◆ EXERCISE DIRECTIONS:
Output the entries below exactly, from the first line to the line holding "Where is each instance of the black seat", both included.
———
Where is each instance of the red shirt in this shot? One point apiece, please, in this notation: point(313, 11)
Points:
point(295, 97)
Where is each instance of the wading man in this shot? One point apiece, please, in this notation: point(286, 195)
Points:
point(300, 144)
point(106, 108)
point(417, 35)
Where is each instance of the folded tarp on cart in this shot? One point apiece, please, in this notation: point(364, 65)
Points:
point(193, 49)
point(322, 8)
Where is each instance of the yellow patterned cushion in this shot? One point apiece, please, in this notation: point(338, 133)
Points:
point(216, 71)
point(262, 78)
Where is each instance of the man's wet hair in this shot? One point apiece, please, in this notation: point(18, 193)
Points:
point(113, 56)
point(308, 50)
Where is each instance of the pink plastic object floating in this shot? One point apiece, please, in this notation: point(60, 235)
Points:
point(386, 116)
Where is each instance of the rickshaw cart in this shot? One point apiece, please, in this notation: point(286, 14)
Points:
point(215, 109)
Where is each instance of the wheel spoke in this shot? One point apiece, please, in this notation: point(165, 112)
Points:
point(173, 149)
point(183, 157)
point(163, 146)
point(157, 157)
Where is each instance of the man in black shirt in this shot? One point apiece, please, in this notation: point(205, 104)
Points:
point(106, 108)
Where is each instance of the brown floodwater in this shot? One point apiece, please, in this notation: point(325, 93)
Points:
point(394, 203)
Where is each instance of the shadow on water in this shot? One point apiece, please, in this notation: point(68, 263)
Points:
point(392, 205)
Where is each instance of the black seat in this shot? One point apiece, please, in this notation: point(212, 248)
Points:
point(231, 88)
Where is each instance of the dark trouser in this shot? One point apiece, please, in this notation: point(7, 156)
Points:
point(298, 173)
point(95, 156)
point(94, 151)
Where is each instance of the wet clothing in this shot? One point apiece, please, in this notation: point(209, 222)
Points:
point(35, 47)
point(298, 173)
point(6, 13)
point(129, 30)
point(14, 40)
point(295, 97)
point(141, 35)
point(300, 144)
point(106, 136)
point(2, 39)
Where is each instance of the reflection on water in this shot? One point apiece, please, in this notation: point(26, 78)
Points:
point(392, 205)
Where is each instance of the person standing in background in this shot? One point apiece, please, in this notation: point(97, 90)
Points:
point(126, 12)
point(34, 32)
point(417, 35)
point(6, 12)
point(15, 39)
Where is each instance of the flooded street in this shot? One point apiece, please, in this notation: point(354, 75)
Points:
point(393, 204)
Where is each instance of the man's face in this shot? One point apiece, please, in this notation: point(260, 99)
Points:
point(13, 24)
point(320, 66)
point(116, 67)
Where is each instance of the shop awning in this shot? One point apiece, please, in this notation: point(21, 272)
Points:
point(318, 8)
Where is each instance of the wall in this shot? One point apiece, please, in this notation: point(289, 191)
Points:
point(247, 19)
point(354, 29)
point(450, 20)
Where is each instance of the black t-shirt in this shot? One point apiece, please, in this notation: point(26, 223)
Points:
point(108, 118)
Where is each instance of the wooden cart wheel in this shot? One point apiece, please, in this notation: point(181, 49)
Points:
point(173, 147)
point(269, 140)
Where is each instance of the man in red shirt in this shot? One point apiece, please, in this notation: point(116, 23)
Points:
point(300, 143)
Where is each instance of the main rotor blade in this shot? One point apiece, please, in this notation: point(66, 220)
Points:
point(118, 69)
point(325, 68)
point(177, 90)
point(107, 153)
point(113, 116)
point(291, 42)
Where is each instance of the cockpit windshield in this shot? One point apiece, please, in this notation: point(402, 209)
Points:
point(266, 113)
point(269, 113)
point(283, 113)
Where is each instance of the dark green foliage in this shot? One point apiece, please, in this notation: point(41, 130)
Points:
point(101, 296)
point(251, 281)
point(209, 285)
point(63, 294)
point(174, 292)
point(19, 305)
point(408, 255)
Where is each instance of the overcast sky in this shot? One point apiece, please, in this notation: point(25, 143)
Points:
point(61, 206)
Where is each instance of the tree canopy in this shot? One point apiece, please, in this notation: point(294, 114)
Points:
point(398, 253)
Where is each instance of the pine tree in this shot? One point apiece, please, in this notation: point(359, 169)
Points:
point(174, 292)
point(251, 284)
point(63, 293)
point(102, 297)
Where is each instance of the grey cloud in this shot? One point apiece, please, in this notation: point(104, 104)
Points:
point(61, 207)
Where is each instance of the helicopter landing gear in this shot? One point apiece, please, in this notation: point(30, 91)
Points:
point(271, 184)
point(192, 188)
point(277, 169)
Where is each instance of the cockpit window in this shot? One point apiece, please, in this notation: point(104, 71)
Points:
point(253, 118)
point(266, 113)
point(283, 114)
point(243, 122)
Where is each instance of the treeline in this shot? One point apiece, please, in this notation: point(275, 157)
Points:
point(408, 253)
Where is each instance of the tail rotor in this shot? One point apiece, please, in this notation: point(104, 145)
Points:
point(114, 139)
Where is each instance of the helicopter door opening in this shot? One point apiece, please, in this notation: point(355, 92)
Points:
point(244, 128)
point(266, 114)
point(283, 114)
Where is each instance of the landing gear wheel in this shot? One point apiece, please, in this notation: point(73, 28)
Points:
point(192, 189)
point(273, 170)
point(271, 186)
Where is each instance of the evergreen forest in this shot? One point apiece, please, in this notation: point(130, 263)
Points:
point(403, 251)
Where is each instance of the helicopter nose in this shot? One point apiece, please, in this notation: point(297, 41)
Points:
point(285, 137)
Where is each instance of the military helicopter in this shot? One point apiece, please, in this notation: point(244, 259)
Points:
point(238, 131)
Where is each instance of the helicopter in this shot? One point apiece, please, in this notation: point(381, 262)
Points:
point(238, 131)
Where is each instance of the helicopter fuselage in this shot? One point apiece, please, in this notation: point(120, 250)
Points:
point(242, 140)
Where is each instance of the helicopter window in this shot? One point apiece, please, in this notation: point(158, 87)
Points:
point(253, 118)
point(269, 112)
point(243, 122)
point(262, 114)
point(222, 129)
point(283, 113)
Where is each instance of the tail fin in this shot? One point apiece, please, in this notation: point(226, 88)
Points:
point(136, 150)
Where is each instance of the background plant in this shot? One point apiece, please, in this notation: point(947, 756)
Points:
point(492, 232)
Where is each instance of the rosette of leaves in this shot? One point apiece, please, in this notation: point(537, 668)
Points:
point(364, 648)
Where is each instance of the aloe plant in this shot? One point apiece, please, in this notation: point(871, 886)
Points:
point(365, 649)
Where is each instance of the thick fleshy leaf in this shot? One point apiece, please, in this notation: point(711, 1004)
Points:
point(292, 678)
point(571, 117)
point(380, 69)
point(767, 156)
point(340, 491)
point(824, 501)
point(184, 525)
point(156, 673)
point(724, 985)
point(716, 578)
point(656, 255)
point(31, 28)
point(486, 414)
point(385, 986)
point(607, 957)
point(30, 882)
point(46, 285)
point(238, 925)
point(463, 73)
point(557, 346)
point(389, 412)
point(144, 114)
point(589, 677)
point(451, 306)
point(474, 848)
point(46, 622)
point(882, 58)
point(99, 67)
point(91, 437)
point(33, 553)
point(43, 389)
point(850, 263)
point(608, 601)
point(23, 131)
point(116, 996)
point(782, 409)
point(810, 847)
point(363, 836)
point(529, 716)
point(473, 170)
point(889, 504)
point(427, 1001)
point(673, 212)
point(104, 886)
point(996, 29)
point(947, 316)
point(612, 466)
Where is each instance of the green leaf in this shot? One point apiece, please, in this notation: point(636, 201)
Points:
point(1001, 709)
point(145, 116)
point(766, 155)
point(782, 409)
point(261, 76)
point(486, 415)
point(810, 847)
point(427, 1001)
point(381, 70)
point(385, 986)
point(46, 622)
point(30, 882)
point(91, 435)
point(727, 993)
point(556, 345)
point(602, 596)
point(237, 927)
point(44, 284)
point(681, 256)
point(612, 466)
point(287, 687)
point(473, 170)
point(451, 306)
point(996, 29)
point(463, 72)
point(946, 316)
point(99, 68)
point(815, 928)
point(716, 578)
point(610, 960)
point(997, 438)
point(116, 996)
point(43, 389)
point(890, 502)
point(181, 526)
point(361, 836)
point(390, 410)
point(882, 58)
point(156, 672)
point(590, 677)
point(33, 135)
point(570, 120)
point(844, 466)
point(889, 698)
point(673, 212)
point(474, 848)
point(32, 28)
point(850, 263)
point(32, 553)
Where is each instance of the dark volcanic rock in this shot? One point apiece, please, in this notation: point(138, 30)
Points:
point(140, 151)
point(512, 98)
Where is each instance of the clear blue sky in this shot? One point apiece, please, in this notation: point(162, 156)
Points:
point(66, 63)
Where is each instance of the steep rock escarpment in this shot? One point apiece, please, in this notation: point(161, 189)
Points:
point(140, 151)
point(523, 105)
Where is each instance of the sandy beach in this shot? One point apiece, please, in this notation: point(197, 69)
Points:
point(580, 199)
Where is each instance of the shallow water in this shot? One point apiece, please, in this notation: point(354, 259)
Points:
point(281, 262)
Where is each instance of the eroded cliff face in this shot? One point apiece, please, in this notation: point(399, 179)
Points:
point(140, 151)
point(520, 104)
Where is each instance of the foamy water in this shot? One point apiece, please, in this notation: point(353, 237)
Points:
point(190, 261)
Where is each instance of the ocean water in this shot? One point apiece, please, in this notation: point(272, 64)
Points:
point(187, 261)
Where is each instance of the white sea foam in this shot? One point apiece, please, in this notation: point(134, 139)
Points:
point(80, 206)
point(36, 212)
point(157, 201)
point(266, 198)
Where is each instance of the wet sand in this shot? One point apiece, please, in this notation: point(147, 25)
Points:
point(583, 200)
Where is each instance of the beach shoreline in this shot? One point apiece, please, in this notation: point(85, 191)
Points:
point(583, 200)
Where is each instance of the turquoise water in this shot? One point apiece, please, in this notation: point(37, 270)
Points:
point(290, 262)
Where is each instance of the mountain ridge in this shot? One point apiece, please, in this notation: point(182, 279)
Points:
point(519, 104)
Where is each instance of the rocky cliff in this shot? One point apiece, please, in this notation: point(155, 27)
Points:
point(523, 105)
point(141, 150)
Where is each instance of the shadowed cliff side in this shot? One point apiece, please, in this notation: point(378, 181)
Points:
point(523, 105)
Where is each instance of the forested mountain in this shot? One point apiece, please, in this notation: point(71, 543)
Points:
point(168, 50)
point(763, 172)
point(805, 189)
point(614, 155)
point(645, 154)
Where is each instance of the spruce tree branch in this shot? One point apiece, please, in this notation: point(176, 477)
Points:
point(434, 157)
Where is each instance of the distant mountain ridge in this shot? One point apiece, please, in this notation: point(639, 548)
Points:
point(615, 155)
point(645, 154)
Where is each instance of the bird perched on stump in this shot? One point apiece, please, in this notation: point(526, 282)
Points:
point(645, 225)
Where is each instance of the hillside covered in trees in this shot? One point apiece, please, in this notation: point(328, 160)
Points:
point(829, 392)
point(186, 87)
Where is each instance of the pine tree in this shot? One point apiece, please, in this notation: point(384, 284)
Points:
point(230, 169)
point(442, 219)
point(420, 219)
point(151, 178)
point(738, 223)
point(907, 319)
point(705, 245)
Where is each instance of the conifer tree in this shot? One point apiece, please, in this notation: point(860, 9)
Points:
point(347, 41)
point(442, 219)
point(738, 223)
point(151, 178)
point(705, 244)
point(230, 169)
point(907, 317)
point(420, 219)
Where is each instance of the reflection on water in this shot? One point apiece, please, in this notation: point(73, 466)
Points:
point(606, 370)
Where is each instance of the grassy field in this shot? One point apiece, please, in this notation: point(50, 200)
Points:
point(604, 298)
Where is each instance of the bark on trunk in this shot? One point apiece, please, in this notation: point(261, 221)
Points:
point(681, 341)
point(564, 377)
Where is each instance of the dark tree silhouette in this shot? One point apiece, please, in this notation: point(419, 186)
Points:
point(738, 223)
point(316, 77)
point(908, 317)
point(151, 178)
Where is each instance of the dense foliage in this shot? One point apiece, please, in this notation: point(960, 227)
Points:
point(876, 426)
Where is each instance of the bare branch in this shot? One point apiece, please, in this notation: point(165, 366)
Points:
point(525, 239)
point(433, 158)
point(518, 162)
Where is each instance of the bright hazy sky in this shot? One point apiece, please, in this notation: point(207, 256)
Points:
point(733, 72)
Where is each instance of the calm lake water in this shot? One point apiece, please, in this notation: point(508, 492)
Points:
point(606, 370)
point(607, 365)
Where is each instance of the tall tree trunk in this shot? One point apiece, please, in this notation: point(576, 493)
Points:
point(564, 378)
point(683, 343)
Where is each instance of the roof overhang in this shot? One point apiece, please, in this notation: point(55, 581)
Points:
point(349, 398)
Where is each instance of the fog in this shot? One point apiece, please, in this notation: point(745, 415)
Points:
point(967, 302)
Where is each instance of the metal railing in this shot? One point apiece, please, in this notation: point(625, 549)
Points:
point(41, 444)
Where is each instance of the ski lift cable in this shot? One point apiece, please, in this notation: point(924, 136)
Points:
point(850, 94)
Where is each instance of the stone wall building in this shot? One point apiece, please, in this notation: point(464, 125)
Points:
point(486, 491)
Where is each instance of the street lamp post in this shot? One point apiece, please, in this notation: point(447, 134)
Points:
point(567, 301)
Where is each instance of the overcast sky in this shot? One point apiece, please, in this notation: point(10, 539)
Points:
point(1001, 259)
———
◆ PROBLEM SOLUTION:
Where is each instance of the red shirt in this shot? One point apiece, please, in this notation: point(313, 11)
Points:
point(295, 97)
Where is each instance of the wading man in this shot? One point apiece, please, in this notation: point(286, 195)
Points:
point(300, 144)
point(106, 108)
point(417, 35)
Where is each instance of the folded tarp on cart in this shot? One point apiece, please, in this notation: point(364, 65)
Points:
point(193, 49)
point(322, 8)
Where is each instance of the yellow patterned cushion in this shot? One point apiece, please, in this notation: point(338, 133)
Points:
point(216, 71)
point(262, 78)
Where is each instance of the man's wet hair in this shot? One point apiece, please, in this notation: point(18, 193)
Points:
point(113, 56)
point(308, 50)
Where is each instance of the pink plastic object floating in this shot? One point apiece, please, in this notation: point(60, 235)
Points:
point(386, 116)
Where is each instance of the rickshaw cart in this shot? One point apiece, please, in this notation: point(286, 14)
Points:
point(215, 109)
Where is each instance of the wheel spoke in this shot? One point apiece, please, in this notation: point(165, 112)
Points:
point(173, 149)
point(183, 157)
point(163, 146)
point(157, 157)
Where is each instance of the man in black shirt in this shot? One point apiece, please, in this notation: point(205, 104)
Points:
point(106, 108)
Where is each instance of the brown floodwater in this shot? One point apiece, please, in this notation: point(325, 93)
Points:
point(394, 203)
Where is each instance of the shadow on water in this shot? One point apiece, please, in this notation: point(68, 263)
Points:
point(392, 205)
Where is each instance of the black seat in this shot? One point apiece, please, in this notation: point(212, 248)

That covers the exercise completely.